[LISTED RECORDS]
▼

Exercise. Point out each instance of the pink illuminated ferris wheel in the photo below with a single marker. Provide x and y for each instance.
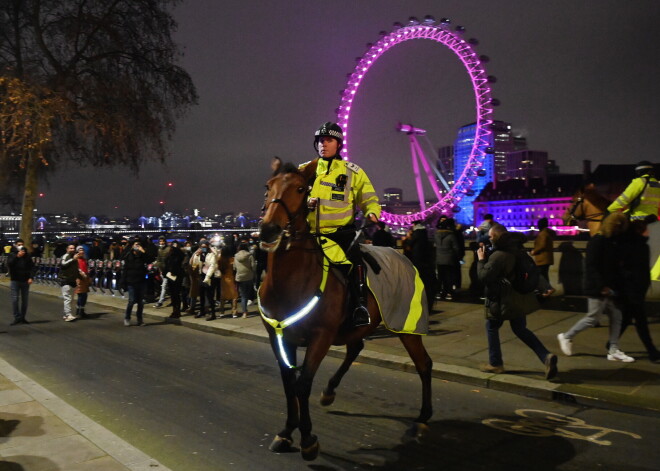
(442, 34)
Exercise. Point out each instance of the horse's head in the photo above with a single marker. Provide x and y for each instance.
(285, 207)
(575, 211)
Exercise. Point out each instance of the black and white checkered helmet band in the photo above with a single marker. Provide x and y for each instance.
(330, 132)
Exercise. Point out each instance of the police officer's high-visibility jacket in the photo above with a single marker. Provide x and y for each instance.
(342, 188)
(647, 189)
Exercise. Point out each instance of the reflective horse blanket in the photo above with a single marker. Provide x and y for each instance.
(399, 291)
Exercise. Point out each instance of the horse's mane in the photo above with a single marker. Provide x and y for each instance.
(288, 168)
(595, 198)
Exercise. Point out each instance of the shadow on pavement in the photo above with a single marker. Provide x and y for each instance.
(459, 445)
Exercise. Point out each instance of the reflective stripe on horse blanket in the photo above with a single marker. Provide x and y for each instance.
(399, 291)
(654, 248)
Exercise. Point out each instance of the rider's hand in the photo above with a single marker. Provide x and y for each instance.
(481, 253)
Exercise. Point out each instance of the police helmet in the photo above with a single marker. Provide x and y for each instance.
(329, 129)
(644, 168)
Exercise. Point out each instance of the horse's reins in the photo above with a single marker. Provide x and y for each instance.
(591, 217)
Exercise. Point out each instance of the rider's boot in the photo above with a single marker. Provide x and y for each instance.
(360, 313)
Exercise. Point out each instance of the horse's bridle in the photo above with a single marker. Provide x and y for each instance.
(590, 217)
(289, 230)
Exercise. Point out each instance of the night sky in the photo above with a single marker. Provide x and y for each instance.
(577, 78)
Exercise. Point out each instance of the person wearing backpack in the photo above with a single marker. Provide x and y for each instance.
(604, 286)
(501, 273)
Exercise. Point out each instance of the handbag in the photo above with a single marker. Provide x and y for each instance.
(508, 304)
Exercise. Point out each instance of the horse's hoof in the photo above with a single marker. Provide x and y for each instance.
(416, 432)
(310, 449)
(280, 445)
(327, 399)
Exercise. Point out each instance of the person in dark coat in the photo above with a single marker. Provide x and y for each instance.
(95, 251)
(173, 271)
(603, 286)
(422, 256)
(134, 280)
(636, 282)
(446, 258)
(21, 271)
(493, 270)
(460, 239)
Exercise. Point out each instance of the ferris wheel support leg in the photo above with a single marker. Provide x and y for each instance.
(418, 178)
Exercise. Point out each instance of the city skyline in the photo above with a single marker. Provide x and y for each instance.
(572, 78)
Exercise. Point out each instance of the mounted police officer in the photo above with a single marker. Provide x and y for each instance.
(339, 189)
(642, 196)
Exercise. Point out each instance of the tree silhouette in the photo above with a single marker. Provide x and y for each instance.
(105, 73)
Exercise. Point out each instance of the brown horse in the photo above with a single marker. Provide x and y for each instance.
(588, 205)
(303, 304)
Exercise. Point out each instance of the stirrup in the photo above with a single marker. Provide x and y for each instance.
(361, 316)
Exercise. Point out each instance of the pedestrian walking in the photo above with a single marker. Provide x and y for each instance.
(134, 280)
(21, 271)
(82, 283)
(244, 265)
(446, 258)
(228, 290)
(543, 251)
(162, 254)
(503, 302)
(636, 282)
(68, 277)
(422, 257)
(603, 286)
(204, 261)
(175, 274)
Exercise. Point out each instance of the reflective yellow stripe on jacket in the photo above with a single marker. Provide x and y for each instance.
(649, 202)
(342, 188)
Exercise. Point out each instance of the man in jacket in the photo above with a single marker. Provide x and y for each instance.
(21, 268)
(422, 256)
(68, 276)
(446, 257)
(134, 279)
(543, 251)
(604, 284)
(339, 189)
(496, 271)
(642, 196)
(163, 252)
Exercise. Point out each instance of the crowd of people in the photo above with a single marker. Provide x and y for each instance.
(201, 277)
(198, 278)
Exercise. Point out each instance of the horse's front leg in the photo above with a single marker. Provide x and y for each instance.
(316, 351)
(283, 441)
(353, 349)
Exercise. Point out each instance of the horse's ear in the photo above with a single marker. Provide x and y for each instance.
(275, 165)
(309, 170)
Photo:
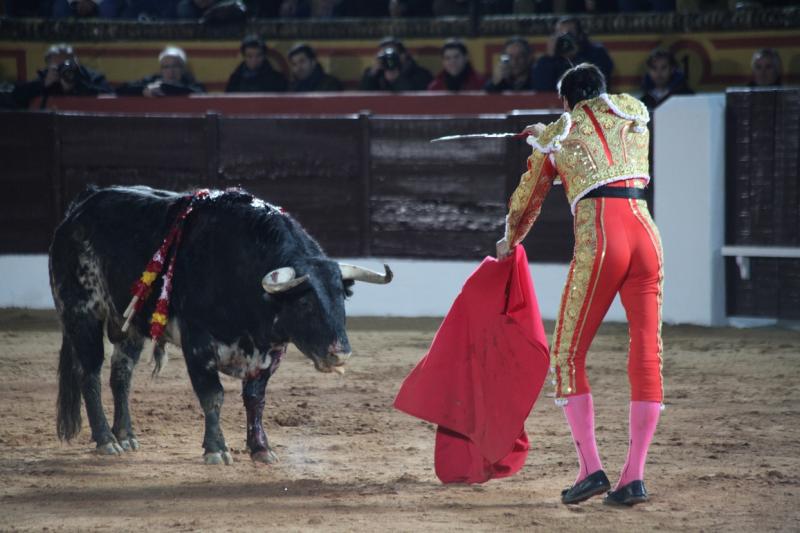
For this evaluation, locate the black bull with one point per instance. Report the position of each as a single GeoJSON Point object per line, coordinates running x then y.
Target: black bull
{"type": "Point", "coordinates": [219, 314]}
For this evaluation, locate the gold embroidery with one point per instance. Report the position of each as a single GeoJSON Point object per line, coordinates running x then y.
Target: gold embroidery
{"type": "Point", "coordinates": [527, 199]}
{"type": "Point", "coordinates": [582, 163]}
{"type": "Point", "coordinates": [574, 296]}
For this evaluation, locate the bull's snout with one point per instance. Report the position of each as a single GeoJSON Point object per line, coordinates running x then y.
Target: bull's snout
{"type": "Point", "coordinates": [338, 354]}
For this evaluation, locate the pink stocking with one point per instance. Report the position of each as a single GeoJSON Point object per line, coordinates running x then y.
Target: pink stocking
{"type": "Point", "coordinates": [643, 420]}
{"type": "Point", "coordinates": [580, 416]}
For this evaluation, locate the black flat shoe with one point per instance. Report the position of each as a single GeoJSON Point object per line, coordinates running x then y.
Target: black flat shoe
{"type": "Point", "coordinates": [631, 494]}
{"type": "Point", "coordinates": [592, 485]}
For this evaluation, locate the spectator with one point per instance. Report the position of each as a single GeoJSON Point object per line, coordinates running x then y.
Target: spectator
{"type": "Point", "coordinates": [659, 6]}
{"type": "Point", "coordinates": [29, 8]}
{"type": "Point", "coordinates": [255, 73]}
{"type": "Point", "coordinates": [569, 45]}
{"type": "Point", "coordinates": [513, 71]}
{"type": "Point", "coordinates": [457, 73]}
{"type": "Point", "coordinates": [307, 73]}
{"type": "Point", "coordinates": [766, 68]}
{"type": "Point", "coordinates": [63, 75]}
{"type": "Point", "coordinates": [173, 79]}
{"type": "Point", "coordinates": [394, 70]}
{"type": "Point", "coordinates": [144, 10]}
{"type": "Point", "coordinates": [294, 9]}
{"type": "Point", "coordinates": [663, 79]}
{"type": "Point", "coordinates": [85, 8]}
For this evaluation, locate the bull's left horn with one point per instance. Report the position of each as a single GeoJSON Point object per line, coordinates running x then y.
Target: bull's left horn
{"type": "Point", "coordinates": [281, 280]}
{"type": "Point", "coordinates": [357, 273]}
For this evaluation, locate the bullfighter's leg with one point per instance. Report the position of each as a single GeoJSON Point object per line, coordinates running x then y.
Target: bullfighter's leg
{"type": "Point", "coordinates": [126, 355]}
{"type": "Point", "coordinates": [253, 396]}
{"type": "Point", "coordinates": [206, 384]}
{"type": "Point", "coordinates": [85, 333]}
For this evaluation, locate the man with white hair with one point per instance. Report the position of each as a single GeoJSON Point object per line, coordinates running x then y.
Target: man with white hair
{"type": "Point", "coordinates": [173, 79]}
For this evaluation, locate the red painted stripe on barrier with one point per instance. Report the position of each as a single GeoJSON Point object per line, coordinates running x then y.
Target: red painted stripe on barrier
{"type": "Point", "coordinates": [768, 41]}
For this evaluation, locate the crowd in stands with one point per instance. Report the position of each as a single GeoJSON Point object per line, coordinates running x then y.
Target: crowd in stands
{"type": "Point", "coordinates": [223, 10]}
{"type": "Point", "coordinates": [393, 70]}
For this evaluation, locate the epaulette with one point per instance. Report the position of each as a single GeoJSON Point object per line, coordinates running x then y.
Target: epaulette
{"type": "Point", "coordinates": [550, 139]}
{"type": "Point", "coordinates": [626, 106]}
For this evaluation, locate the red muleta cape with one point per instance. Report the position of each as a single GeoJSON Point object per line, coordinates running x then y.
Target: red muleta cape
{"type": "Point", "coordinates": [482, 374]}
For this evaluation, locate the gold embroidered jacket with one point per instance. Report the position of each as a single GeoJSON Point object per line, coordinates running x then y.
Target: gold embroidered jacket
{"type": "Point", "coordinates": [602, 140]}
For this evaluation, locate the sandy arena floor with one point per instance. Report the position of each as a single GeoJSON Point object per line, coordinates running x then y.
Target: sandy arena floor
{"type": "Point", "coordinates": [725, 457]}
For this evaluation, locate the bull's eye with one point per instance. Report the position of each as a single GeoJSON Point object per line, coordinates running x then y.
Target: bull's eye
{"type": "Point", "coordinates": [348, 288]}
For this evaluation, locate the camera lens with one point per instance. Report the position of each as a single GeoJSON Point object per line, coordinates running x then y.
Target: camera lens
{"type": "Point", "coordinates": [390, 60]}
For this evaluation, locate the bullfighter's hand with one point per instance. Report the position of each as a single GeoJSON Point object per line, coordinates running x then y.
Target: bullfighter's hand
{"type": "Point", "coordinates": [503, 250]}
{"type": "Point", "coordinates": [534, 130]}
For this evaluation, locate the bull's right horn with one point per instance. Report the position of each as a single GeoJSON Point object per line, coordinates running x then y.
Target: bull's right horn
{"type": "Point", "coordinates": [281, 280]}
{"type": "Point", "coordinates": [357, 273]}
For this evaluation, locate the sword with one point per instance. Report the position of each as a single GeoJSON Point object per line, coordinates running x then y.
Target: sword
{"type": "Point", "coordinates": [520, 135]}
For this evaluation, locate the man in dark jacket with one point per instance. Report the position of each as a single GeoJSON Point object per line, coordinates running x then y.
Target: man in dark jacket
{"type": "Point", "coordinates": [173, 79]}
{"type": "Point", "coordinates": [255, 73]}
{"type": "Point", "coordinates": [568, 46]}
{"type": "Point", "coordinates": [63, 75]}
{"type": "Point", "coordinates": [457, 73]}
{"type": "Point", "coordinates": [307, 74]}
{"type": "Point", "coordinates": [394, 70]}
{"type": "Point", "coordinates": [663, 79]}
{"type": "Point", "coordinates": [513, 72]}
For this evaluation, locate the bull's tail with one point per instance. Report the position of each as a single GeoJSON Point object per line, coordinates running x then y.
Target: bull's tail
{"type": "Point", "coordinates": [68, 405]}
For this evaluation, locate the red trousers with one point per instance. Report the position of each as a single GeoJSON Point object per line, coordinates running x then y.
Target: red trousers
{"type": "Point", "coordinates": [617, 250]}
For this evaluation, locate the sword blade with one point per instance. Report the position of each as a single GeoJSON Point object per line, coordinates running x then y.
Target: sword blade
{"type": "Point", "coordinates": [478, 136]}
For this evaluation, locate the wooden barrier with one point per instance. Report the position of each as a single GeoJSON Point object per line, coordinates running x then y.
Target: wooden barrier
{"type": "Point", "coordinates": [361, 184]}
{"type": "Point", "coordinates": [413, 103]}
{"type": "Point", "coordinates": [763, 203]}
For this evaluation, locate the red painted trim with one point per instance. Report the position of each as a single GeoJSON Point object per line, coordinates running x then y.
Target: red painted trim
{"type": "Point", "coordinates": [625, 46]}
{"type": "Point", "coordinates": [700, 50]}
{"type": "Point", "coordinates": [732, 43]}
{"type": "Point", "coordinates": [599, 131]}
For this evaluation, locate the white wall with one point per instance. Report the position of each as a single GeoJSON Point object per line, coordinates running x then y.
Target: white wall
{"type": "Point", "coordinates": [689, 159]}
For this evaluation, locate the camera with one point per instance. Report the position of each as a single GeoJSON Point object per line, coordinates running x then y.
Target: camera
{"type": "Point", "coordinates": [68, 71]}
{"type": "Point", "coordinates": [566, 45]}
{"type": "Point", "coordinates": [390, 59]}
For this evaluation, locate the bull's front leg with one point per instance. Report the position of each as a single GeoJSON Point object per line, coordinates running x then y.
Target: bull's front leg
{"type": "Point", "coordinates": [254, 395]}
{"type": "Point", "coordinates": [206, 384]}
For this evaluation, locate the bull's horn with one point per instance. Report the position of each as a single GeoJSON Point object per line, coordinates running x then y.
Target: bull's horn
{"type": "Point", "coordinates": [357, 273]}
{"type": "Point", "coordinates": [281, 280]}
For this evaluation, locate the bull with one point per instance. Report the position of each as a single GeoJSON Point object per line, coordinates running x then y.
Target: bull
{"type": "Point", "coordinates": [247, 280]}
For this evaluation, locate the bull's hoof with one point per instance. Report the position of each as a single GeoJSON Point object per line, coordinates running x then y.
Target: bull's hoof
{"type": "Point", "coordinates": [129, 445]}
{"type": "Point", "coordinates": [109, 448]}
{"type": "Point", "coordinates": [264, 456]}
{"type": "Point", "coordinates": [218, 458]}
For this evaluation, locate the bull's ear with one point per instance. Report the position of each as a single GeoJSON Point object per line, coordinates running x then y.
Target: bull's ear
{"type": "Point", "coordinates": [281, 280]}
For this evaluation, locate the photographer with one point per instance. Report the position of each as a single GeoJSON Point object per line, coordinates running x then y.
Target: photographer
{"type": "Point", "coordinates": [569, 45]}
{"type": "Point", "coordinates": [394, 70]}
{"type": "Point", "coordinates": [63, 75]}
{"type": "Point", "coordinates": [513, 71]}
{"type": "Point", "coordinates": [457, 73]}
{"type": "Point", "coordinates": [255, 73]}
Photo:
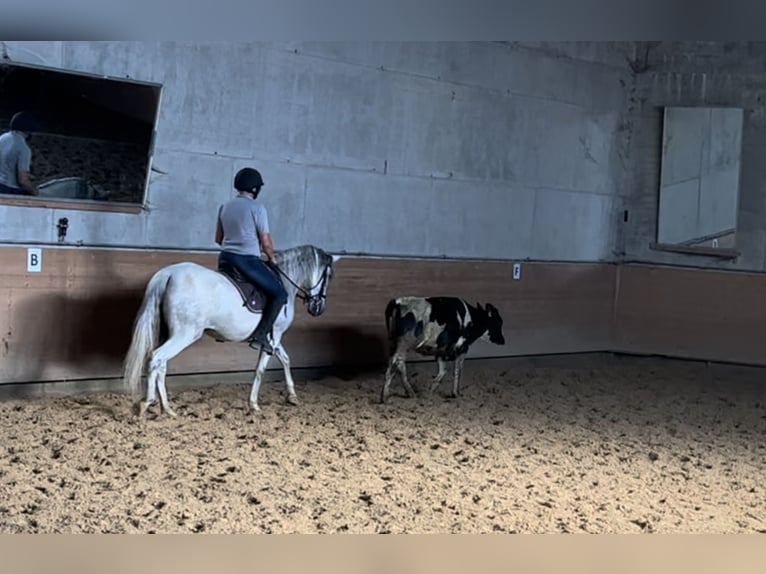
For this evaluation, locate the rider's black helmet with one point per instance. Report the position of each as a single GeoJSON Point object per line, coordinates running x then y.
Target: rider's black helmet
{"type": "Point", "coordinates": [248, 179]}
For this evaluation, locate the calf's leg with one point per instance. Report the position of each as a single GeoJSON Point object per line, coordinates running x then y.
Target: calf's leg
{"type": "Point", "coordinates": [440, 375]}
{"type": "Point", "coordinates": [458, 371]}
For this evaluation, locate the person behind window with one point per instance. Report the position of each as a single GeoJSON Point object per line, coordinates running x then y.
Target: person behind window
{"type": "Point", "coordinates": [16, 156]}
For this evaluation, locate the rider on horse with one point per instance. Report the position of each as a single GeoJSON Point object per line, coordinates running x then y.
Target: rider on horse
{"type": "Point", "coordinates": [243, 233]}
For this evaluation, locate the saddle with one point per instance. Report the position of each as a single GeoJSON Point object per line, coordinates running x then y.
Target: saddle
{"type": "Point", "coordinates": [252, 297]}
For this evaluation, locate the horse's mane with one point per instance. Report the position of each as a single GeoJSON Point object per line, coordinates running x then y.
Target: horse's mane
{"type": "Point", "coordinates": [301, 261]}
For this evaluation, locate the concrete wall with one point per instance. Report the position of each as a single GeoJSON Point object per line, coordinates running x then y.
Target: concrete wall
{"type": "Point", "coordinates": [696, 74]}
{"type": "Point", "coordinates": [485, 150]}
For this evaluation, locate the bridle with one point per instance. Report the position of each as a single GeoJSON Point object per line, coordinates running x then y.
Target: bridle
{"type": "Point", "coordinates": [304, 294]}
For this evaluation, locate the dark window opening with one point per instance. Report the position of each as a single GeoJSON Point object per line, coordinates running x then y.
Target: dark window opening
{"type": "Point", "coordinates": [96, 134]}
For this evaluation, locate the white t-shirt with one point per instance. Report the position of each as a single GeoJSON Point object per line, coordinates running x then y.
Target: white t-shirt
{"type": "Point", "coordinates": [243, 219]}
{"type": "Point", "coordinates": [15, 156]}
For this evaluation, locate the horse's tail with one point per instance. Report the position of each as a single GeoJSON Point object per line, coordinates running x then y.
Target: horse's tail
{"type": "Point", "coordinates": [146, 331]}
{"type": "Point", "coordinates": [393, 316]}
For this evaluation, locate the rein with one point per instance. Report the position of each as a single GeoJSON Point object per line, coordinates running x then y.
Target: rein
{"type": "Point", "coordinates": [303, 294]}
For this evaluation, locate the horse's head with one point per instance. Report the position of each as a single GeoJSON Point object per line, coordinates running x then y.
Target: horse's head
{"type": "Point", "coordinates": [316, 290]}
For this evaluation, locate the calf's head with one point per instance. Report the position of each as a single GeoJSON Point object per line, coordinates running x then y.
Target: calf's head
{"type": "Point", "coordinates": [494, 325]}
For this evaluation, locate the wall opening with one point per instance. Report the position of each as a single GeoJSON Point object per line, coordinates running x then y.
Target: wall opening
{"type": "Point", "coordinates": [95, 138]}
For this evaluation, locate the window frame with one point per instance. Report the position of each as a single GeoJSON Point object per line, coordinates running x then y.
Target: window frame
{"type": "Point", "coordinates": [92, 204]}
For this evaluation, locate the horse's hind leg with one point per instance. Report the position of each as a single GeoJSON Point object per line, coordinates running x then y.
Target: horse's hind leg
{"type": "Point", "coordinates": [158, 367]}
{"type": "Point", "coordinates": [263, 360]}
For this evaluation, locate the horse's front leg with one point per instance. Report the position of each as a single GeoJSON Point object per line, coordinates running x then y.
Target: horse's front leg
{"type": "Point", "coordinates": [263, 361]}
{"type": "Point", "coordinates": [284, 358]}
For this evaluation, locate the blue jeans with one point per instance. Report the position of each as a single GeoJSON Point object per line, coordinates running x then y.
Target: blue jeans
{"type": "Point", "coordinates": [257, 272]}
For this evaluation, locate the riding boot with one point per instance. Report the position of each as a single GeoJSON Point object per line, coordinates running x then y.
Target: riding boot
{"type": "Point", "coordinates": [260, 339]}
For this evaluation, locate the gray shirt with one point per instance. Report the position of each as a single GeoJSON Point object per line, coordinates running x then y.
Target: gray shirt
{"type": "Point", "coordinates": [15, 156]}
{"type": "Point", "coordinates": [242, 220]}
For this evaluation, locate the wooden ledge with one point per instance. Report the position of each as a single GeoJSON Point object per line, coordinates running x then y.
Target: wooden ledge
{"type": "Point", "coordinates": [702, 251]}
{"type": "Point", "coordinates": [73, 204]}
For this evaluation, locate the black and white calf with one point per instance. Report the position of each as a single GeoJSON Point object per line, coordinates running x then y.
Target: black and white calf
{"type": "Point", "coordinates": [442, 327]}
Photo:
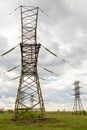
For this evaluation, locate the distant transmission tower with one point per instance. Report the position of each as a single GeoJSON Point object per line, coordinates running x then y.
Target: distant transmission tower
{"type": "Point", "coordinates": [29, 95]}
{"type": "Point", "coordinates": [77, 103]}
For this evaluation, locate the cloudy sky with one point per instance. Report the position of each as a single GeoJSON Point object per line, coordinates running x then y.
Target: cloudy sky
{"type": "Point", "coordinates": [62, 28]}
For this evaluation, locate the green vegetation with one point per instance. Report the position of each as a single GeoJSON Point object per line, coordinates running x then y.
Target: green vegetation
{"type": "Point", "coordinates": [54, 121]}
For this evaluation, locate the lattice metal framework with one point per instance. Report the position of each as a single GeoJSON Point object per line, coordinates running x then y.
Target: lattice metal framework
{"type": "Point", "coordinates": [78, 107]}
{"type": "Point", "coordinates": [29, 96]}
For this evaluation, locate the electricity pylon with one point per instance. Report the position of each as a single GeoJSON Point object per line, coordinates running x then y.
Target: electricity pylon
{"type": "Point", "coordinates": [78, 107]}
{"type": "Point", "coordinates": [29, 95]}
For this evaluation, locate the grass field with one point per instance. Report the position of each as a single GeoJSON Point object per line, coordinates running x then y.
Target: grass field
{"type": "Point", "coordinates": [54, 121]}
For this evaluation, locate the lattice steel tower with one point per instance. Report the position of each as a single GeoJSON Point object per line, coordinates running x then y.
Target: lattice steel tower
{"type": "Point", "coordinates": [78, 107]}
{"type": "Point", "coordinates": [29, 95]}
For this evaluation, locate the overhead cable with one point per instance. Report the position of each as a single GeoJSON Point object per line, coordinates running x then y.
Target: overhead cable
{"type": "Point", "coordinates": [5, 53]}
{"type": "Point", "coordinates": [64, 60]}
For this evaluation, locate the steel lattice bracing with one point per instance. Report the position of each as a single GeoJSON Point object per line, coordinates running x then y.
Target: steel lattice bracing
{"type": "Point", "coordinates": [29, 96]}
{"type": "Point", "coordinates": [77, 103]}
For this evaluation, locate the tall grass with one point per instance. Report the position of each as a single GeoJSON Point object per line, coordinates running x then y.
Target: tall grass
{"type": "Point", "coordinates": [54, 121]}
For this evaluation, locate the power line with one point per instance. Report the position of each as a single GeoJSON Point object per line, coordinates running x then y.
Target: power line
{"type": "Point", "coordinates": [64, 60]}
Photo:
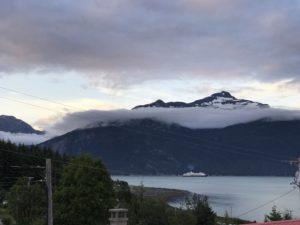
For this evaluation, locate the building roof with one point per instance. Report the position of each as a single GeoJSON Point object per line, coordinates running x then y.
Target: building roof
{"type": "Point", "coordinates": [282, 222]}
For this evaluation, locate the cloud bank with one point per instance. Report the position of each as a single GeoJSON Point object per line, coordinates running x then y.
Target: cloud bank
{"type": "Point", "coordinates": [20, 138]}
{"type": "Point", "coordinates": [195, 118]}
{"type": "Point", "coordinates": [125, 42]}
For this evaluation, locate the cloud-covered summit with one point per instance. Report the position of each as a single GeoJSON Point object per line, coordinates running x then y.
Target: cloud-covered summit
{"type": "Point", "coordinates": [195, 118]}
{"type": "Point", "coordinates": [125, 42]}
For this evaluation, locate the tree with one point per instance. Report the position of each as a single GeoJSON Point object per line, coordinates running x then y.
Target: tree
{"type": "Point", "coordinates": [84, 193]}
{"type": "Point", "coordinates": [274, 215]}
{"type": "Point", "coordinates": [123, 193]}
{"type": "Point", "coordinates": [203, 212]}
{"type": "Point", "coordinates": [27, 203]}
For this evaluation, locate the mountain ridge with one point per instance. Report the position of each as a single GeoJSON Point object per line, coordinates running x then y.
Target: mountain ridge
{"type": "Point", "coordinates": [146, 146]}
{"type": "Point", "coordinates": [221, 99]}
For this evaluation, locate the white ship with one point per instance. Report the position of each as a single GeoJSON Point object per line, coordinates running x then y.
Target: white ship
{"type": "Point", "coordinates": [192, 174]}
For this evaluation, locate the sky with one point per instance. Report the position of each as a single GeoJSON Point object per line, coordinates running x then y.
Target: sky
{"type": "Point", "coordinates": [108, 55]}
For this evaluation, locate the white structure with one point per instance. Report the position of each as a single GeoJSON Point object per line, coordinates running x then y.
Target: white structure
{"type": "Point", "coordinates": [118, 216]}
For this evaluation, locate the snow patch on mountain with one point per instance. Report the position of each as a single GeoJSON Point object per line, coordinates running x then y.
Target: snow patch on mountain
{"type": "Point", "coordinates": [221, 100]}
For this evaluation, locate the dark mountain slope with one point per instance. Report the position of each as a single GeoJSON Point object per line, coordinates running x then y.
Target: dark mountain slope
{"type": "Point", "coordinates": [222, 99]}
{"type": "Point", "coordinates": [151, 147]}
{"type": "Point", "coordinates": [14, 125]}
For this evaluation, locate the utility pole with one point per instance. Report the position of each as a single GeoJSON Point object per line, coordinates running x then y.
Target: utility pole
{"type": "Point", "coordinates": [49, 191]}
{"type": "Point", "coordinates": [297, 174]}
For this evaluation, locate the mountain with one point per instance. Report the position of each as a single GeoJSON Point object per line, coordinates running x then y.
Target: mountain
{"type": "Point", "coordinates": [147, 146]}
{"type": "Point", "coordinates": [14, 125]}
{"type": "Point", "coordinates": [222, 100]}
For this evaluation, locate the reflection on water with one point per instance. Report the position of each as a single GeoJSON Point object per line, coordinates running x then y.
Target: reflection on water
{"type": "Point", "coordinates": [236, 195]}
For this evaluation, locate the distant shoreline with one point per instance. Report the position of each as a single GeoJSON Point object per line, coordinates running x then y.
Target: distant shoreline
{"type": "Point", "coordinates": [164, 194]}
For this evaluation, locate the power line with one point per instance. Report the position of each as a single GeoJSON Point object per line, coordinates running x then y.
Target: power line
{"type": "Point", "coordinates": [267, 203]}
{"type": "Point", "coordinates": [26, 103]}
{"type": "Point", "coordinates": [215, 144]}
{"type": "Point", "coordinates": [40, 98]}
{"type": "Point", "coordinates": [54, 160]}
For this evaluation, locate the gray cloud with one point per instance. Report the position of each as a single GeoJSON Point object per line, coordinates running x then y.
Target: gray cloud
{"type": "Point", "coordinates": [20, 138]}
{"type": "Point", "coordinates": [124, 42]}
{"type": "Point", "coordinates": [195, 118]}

▲

[DIRECTION]
Update the lines from the one containing "For this evaluation, locate the distant shoreline" through the end of the records by changing "power line" to "utility cable" and leaving everything else as it is. Give back only those lines.

[SOLUTION]
For this evaluation, locate the distant shoreline with one point per instance. Report the position of each as a single GeoJSON Point object per line, coordinates running x then y.
Target: distant shoreline
{"type": "Point", "coordinates": [164, 194]}
For this evaluation, locate the utility cable with one point per instance. Report the position of each as a single GeoJSON Point object per line, coordinates running x then y.
Target: utility cable
{"type": "Point", "coordinates": [267, 203]}
{"type": "Point", "coordinates": [26, 103]}
{"type": "Point", "coordinates": [215, 144]}
{"type": "Point", "coordinates": [40, 98]}
{"type": "Point", "coordinates": [54, 160]}
For this evaluation, locate the gray cloud with one point per instance. Report the position of each as a single GeoJSON Point object per line, coordinates running x then y.
Target: gray cloud
{"type": "Point", "coordinates": [20, 138]}
{"type": "Point", "coordinates": [124, 42]}
{"type": "Point", "coordinates": [195, 118]}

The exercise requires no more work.